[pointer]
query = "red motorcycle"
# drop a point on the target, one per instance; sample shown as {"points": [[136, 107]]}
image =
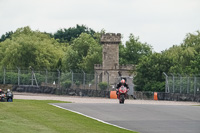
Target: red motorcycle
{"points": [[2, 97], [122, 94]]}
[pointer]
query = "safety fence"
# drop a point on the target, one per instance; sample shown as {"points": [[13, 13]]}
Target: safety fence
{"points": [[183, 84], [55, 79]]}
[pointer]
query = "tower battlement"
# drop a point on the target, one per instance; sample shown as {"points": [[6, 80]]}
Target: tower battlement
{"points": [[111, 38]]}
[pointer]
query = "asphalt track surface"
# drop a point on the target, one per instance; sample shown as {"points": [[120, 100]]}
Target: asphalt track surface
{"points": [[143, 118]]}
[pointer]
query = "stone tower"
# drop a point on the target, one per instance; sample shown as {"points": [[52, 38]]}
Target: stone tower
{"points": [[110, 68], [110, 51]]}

****

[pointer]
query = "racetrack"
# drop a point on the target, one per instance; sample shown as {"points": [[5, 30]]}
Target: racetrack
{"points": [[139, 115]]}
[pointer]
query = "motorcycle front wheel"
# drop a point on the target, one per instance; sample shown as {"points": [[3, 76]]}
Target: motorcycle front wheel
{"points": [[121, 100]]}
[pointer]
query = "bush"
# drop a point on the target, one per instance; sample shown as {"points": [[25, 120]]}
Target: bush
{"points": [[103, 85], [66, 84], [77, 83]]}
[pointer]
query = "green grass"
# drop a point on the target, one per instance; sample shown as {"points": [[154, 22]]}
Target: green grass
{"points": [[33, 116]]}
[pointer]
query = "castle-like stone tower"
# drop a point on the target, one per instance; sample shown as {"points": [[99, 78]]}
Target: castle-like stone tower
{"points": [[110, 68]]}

****

Aim of the task>
Locate every line in the data above that contains the word "motorcycle", and copy each of those lines.

The result>
query = "red motorcycle"
Target: red motorcycle
query = "motorcycle front wheel"
Target: motorcycle front wheel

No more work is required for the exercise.